• WHAT TO DO
Starting at the line that contains "TARGET = shelving unit", restate each line word for word through the final line of the data, keeping both ends.

(Dataset excerpt)
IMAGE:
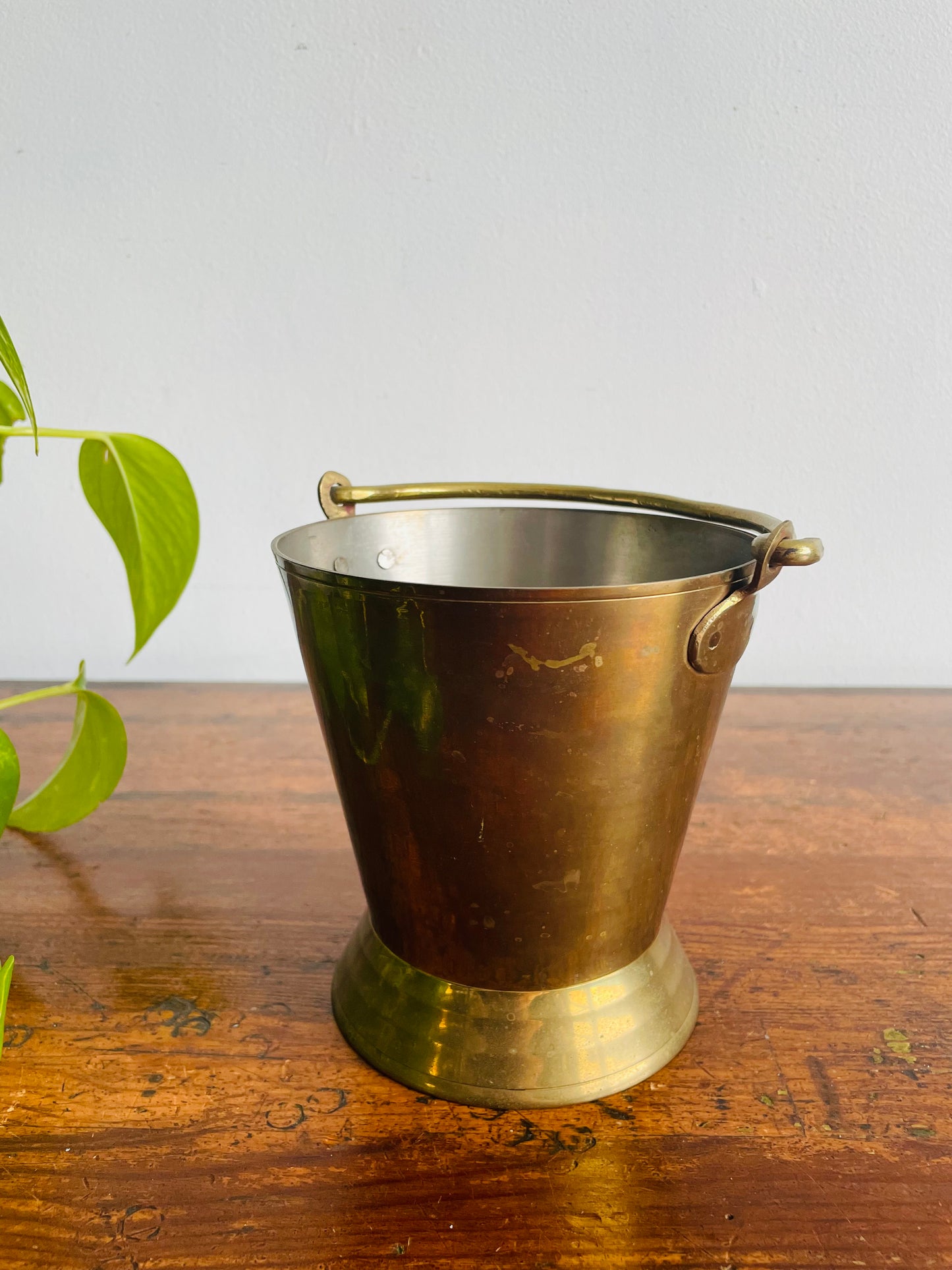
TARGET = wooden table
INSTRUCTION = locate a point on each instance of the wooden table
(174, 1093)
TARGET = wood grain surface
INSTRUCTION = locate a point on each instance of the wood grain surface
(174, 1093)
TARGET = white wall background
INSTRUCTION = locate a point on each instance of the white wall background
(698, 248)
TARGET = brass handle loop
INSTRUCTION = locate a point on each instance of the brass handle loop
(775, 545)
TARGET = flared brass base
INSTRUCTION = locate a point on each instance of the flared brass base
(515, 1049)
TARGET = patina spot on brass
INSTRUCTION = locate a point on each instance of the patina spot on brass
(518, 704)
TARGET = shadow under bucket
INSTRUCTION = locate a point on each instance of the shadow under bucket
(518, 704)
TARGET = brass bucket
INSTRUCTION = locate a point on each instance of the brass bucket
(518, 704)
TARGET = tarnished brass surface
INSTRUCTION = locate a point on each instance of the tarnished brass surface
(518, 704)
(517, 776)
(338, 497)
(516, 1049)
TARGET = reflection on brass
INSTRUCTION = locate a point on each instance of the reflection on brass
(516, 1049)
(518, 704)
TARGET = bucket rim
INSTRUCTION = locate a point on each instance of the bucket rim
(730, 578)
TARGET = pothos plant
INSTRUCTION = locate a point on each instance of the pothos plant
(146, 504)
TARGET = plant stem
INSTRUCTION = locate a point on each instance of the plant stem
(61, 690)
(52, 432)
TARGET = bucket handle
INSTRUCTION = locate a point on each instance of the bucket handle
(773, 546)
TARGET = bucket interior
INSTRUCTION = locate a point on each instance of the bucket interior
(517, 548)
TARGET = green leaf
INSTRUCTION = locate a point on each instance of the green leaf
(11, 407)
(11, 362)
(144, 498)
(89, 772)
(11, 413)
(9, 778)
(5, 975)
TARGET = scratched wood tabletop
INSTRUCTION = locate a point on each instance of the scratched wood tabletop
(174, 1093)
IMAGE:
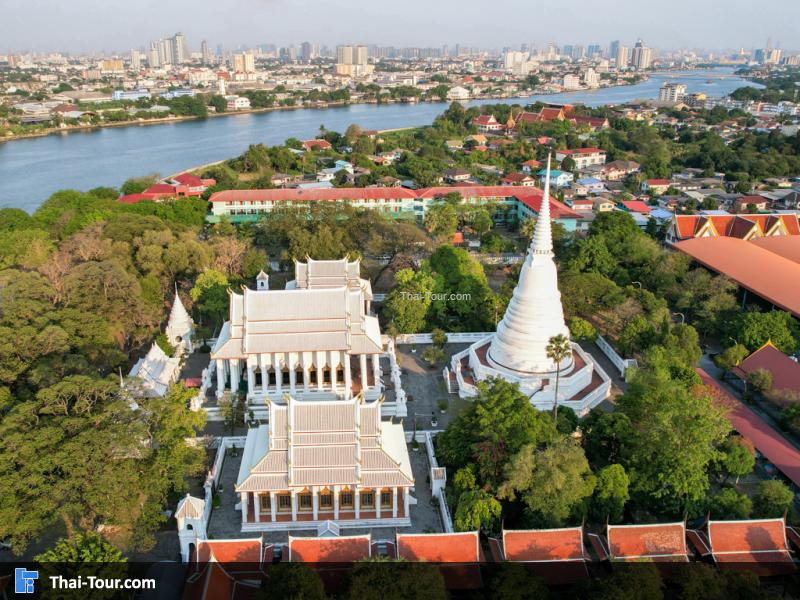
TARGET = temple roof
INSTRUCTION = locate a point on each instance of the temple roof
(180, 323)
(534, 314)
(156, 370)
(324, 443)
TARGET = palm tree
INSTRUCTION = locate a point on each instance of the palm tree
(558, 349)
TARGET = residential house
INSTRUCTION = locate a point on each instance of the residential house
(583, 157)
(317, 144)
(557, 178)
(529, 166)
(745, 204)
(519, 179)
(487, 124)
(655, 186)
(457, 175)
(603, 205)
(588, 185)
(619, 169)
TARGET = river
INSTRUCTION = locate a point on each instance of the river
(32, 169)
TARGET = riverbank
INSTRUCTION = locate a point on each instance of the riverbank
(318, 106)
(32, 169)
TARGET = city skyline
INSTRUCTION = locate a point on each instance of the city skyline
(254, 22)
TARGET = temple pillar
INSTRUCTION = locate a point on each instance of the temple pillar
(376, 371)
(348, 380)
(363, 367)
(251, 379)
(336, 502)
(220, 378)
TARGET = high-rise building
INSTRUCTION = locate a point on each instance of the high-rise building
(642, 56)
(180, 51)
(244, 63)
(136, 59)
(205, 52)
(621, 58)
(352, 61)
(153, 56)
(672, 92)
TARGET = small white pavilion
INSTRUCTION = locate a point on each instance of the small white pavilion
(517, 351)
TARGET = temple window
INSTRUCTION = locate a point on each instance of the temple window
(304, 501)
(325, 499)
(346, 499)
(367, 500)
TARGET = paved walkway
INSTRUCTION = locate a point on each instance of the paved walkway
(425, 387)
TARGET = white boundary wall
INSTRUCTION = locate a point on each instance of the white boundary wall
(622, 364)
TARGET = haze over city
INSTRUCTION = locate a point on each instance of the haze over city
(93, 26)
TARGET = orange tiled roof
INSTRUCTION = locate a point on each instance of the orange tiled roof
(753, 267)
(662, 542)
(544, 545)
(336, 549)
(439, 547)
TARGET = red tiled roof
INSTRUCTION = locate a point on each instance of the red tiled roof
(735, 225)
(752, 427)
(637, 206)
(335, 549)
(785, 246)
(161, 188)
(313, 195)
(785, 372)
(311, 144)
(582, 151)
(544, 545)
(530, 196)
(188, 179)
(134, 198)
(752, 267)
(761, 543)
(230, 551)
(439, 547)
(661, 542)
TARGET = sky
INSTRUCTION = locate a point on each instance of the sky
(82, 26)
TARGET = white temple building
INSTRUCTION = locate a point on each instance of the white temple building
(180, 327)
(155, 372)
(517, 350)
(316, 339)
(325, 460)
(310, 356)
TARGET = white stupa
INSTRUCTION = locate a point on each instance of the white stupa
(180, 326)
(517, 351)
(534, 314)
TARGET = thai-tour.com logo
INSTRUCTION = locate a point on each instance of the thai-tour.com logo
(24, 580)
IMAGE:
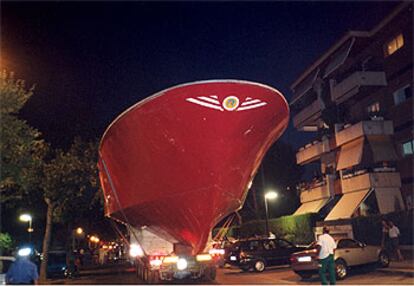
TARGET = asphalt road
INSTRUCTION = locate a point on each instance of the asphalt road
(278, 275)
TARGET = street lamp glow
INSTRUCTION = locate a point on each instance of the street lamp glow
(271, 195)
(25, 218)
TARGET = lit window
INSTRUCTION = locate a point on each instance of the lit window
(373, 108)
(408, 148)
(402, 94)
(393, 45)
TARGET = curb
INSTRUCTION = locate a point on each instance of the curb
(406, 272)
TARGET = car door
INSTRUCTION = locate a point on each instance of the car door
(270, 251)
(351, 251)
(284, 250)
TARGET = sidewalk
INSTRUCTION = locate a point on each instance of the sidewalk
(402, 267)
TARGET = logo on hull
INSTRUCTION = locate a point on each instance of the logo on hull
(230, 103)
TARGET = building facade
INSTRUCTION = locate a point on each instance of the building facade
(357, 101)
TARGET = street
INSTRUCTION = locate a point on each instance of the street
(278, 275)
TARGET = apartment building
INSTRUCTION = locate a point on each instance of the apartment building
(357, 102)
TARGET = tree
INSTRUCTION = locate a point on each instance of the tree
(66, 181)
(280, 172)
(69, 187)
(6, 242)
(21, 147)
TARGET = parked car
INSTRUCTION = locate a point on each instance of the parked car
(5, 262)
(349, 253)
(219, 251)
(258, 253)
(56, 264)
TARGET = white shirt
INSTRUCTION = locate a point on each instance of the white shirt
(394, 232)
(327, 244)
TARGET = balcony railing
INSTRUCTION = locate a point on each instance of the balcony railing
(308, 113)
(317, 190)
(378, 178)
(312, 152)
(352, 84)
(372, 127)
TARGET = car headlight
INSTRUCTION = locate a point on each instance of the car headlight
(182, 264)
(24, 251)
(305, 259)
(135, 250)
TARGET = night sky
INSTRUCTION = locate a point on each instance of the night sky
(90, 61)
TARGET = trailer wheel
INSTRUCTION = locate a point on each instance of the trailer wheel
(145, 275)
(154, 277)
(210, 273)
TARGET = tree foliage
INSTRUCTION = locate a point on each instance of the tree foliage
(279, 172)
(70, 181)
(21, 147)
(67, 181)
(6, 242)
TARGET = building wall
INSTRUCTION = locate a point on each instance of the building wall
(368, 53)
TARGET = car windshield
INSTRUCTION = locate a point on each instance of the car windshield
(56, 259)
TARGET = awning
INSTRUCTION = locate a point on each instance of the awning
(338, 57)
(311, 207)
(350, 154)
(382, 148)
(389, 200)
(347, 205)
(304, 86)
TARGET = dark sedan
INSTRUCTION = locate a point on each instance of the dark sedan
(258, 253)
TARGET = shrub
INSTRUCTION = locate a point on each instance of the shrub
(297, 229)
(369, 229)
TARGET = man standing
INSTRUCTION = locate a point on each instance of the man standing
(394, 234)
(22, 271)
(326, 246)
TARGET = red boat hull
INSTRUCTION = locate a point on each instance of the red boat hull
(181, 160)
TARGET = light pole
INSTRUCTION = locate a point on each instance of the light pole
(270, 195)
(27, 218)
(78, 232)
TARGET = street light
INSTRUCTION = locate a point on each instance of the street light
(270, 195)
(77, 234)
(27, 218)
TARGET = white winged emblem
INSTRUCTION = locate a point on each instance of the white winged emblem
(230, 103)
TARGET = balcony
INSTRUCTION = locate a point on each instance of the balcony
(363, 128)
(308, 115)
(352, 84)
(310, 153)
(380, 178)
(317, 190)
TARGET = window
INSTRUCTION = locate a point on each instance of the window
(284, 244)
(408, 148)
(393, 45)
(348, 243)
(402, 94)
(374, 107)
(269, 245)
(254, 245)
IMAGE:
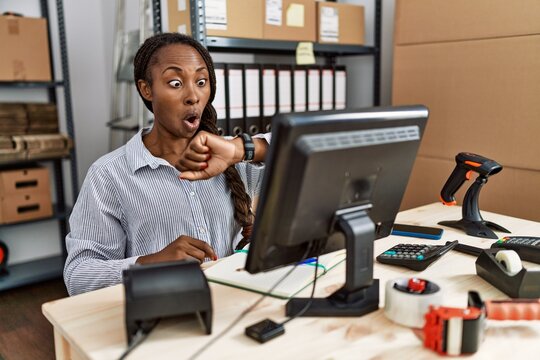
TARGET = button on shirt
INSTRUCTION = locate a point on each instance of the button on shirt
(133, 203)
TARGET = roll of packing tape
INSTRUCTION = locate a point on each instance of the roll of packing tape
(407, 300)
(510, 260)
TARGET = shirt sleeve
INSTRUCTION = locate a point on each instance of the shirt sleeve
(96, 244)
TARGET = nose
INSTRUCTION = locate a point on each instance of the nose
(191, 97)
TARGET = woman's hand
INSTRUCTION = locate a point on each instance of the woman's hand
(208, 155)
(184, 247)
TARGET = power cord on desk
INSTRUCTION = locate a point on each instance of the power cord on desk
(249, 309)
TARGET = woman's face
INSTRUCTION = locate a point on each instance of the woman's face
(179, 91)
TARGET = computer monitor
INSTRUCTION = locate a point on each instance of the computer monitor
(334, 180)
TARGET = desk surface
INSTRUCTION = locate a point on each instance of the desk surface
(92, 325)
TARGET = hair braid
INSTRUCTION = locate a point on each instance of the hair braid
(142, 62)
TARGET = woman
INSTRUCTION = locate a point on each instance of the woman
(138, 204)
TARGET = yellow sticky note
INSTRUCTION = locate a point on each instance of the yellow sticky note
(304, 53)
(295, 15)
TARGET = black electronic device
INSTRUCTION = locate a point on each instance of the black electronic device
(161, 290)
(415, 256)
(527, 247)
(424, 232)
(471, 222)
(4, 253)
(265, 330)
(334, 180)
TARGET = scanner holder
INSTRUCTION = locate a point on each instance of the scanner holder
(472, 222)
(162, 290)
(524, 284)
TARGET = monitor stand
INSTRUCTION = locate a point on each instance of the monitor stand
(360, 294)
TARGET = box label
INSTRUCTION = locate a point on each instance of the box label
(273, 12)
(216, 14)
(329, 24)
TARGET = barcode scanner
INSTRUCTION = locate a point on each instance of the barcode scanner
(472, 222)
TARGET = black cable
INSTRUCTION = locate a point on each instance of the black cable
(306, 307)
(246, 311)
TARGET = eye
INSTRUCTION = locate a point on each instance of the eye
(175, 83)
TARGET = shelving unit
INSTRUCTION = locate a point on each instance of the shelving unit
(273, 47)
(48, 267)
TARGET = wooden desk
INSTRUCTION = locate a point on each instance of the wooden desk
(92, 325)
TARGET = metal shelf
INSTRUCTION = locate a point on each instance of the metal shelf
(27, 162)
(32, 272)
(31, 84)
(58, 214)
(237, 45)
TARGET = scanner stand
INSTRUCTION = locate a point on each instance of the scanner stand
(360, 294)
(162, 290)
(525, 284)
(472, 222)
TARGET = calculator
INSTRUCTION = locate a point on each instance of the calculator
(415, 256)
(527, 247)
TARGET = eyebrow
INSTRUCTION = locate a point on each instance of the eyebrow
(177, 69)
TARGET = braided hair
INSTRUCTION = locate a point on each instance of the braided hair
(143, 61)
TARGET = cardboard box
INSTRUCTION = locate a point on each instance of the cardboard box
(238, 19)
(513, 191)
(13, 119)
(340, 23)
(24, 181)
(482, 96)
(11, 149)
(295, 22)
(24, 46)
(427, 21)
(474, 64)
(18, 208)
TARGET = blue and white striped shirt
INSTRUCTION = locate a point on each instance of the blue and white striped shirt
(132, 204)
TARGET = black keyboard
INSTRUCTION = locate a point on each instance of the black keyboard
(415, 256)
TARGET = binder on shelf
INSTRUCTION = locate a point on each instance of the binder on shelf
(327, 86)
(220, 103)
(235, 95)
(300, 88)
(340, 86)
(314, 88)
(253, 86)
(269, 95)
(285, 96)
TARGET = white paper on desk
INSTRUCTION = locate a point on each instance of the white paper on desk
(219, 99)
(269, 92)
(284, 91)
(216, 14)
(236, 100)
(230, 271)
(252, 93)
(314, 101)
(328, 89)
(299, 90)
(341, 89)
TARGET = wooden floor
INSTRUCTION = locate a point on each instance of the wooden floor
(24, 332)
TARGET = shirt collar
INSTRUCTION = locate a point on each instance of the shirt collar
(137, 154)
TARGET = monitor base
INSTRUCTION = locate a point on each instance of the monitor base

• RESULT
TARGET = shelving unit
INSTRUCTION = locate a point on each instance of the shelving unit
(273, 47)
(48, 267)
TARGET = wooden desk
INSTRUCTION = locate a point on each instance of the wooden desk
(92, 325)
TARGET = metal shelf
INSTRUCTION = locate a point on each instance of the metal shelf
(27, 162)
(32, 272)
(31, 84)
(58, 214)
(237, 45)
TARGET = scanner stand
INSTRUCTION = locate a point on each instance of the scanner stand
(360, 294)
(162, 290)
(525, 284)
(472, 222)
TARGET = calculator
INSTRUCTION = locate a point on each instance of the calculator
(415, 256)
(527, 247)
TARGET = eyebrow
INSTRUCTION = locate a point on each instance of the eyebrow
(177, 69)
TARGET = braided hair
INSTRUCTION = locate a point on each instance of the braided hair
(143, 61)
TARGET = cardboard box
INSTRUCTION = locate a point on each instance of the cardboard box
(238, 19)
(513, 191)
(13, 119)
(340, 23)
(24, 181)
(482, 96)
(11, 149)
(295, 22)
(24, 46)
(427, 21)
(474, 64)
(18, 208)
TARGET = blue and white striped shirt
INSTRUCTION = locate a point on each instance of the blue and white striped shirt
(132, 204)
TARGET = black keyboard
INSTRUCTION = locate a point on each instance of the black keyboard
(415, 256)
TARGET = binder on shelf
INSTRUCTION = locate a point on each instance of the binder on shelf
(327, 86)
(220, 103)
(235, 95)
(300, 88)
(340, 86)
(314, 88)
(253, 86)
(269, 95)
(285, 96)
TARGET = white paper on desk
INSTRUCTION = locate a point on each instance of the white paper on desk
(219, 99)
(269, 92)
(284, 91)
(216, 14)
(236, 100)
(230, 271)
(252, 93)
(314, 101)
(328, 89)
(299, 90)
(341, 89)
TARGET = wooden floor
INSTRUCTION = locate a point on each instance of the wooden floor
(24, 332)
TARGET = shirt collar
INSTRUCTION = locate a point on each instance of the shirt collar
(137, 154)
TARGET = monitor base
INSTRUCTION = locate a point on each instance of the monitor base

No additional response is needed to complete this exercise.